───── Extrait

Soutenez la BnF
Formulaire de recherche

Pour les professionnels

Les grands principes du droit d'auteur

L'œuvre de l'esprit et les droits attachés

Qu'est-ce qu'une œuvre de l'esprit ?

Une œuvre de l’esprit se définit comme une création intellectuelle originale réalisée sous une forme.

De cette définition, se dégagent trois critères :
  • Une création intellectuelle : peu importe le type de création. L’article L112-2 du CPI dresse une liste non exhaustive d’œuvres de l’esprit.
  • Une forme : l’œuvre de l’esprit n’est protégée que si elle est matérialisée. Une idée n’est donc pas protégée.
  • L’originalité : l’œuvre est marquée par la personnalité de son auteur. Une autre personne n’aurait donc pas créé la même œuvre.
L’œuvre est protégée, quels que soient son mérite et sa destination (son utilisation).

La protection de l’œuvre est effective dès sa création, sans nécessité d’une formalité de dépôt.

Œuvres à auteur unique, œuvres à plusieurs auteurs

  • Œuvres à auteur unique (L113-1 du CPI)
    La qualité de l'auteur appartient sauf preuve contraire à celui sous le nom de qui l'œuvre est divulguée. La qualité de l'auteur revient donc à celui ou celle qui se fait connaître en tant que tel.
    Ses droits patrimoniaux perdurent pendant la durée de sa vie et 70 ans à compter du 1er janvier de l'année suivant son décès.

  • Œuvres de collaboration (L113-2 et L113-3 du CPI)
    Lorsque plusieurs personnes physiques ont concouru à la réalisation d’une œuvre et que chacune des contributions est clairement identifiable, l'œuvre est dite de collaboration.
    Elle est alors protégée 70 ans à compter du 1er janvier de l'année suivant le décès du dernier des auteurs survivant.

  • Œuvres collectives (L113-2 et L113-5 du CPI)
    L'œuvre collective est créée sur l'initiative d'une personne physique ou morale qui l'édite, la publie et la divulgue sous sa direction et sous son nom. Dans cette œuvre, la contribution personnelle des divers auteurs se fond dans l'ensemble, sans qu'il soit possible d'attribuer à chacun d'eux un droit distinct sur sa contribution.
    C'est le cas des dictionnaires lorsque les articles n'ont pas été signés par leurs auteurs.
    La propriété de l'œuvre bénéficie exclusivement à la personne physique ou morale sous le nom de laquelle elle a été divulguée.

──────────

** Exploration du texte **
A. D'après l'extrait, à partir de quand la protection d'une œuvre est-elle effective ?
B. Quels sont tous les articles du CPI cités dans l'extrait ?
C. Recopiez tout le passage de l'extrait, depuis « Œuvres à auteur unique, œuvres » jusqu'à « dite de collaboration. ».

───── Données fournies

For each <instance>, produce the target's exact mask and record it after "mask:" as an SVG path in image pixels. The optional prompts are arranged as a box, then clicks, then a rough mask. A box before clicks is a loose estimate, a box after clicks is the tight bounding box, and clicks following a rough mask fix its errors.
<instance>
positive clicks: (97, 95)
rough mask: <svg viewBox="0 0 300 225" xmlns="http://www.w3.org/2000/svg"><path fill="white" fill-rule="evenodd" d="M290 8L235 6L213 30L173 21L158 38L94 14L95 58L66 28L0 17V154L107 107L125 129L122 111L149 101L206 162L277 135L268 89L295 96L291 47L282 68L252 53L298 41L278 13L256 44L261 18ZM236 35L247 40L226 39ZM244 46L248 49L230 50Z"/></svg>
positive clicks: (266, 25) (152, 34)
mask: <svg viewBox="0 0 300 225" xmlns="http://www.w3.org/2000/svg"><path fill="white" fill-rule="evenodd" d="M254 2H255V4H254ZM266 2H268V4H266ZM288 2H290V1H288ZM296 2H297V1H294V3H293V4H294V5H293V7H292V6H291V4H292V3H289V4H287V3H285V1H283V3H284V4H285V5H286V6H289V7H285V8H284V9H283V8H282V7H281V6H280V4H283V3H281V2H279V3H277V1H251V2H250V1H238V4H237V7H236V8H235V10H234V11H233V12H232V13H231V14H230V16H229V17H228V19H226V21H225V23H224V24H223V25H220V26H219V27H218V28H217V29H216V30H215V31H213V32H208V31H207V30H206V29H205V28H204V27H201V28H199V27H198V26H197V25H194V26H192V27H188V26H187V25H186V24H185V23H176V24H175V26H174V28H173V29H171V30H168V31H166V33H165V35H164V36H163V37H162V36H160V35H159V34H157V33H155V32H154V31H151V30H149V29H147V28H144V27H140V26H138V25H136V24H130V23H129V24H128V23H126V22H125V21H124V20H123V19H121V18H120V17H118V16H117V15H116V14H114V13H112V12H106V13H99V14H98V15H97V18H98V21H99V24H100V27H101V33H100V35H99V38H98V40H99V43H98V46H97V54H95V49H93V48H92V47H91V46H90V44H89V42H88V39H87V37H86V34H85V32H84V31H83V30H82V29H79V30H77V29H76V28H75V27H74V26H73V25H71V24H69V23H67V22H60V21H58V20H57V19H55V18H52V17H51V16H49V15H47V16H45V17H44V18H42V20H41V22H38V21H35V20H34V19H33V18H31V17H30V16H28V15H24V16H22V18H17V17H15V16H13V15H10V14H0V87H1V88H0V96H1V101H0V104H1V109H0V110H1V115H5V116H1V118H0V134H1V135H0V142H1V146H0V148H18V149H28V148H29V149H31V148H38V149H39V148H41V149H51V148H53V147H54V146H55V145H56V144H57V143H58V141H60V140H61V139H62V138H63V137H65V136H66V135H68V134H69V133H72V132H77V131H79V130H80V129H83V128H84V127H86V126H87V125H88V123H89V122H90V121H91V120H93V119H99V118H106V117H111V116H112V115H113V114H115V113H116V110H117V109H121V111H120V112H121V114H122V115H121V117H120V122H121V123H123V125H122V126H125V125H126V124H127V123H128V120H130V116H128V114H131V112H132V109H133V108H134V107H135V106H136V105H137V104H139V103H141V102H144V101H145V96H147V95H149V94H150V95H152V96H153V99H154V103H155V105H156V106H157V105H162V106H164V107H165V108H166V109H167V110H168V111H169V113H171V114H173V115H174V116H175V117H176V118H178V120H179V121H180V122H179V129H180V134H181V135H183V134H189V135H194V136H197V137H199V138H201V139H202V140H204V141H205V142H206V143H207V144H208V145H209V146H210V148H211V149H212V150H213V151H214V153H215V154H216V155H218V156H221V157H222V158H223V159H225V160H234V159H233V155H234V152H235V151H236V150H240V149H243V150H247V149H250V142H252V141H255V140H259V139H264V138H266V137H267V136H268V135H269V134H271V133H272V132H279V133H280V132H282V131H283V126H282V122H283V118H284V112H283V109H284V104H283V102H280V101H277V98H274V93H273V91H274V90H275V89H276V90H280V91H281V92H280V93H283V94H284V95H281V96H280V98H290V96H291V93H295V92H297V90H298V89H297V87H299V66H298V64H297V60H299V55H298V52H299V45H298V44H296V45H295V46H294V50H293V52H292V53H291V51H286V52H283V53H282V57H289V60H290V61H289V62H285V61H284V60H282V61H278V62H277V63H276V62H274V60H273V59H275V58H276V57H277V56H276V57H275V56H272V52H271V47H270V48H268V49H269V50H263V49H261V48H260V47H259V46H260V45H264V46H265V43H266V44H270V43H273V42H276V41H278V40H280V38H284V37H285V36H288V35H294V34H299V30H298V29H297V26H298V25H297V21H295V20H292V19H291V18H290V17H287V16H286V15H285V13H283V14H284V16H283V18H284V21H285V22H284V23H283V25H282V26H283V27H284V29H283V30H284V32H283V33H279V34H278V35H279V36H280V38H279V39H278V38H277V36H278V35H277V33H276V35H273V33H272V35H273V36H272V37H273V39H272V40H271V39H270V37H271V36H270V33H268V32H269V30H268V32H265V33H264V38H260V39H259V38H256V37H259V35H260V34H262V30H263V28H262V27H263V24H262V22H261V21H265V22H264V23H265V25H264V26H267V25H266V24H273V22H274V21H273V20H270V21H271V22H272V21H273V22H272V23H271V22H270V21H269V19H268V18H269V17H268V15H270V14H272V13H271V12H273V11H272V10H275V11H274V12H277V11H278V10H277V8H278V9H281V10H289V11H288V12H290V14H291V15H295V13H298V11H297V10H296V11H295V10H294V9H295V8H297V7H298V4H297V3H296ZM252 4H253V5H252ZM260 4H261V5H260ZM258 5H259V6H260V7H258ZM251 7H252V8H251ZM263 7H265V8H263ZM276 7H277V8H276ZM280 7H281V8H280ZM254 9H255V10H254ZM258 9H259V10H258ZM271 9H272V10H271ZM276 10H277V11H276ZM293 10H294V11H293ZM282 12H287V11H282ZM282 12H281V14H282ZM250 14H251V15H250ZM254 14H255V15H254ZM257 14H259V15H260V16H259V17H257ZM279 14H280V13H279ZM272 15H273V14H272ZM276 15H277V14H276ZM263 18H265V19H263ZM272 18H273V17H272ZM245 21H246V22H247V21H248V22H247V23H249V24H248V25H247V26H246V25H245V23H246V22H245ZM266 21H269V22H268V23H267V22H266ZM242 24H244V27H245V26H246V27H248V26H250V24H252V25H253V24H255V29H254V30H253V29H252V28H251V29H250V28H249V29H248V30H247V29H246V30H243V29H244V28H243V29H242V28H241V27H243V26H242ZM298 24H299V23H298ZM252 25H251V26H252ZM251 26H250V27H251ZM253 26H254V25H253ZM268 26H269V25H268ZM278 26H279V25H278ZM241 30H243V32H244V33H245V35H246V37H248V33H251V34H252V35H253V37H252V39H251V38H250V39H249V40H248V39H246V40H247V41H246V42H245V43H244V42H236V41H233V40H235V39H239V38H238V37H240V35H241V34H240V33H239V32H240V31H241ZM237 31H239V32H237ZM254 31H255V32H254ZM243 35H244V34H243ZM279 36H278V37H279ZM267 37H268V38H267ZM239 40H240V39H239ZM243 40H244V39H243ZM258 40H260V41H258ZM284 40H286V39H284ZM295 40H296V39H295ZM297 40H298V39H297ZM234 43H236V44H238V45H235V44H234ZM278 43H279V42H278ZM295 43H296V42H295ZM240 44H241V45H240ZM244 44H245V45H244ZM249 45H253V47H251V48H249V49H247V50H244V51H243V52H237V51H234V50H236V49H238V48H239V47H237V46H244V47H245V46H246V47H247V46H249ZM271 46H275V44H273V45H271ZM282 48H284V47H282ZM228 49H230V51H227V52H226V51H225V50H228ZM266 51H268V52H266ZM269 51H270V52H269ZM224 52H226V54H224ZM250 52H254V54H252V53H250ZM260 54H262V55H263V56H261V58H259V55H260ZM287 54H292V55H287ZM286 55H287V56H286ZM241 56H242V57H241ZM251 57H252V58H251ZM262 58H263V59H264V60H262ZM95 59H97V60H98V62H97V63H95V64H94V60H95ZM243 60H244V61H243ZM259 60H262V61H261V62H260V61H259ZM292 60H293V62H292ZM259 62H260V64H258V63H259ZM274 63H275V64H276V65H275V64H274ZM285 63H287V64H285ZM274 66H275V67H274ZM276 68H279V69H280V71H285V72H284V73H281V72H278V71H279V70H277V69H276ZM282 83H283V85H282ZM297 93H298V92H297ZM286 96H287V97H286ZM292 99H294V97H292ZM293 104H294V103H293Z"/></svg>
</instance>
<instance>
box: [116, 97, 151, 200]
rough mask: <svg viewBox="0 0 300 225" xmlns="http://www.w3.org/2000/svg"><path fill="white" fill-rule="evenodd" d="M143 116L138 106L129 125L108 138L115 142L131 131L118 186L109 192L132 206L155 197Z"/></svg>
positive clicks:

──────────

** Exercices corrigés **
A. Dès sa création, sans nécessité d'une formalité de dépôt.

B. L112-2, L113-1, L113-2, L113-3 et L113-5.

C.
Œuvres à auteur unique, œuvres à plusieurs auteurs

  • Œuvres à auteur unique (L113-1 du CPI)
    La qualité de l'auteur appartient sauf preuve contraire à celui sous le nom de qui l'œuvre est divulguée. La qualité de l'auteur revient donc à celui ou celle qui se fait connaître en tant que tel.
    Ses droits patrimoniaux perdurent pendant la durée de sa vie et 70 ans à compter du 1er janvier de l'année suivant son décès.

  • Œuvres de collaboration (L113-2 et L113-3 du CPI)
    Lorsque plusieurs personnes physiques ont concouru à la réalisation d’une œuvre et que chacune des contributions est clairement identifiable, l'œuvre est dite de collaboration.